» **EXERCISE AIM**:
Copy the stretch from the line containing "Tag the curled" through the line containing "<point>355,210</point>", swapping "curled tentacle" for "coiled arm" and changing nothing else.

▼▼▼

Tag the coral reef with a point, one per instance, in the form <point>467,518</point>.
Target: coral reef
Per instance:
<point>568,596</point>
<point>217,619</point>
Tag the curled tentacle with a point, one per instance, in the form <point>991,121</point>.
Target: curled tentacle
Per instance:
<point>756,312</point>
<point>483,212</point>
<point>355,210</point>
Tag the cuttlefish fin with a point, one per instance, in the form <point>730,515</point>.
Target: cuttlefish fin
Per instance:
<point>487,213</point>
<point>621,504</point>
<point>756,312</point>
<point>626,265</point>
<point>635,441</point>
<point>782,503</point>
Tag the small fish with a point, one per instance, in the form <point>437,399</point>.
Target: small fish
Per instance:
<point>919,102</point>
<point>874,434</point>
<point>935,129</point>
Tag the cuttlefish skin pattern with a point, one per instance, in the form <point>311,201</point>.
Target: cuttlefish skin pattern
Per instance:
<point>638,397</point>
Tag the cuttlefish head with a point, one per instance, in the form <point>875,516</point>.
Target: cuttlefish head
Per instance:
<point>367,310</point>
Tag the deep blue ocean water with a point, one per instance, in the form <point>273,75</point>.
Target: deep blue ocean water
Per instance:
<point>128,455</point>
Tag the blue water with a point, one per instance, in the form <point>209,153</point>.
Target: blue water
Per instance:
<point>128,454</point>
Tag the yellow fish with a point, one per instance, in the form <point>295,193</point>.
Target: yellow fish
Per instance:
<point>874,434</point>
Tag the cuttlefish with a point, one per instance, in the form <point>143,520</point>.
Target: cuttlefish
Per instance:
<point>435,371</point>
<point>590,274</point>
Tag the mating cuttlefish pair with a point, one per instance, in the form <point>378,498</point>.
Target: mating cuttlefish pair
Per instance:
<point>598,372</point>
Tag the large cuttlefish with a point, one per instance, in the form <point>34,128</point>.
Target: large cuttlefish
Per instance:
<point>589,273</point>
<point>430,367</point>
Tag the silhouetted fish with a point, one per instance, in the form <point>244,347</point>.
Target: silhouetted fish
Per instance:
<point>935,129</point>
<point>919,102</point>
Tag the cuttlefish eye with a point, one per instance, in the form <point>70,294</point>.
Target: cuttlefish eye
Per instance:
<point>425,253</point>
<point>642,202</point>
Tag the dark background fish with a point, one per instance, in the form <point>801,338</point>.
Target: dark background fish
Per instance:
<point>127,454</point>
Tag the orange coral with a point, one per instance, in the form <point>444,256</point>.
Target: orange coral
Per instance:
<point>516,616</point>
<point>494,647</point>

▲▲▲

» **SOLUTION FOR THIS EXERCISE**:
Tag the coiled arm with a point, one per instance, in the form <point>991,121</point>.
Target: coiled arm
Per instance:
<point>756,312</point>
<point>483,212</point>
<point>355,210</point>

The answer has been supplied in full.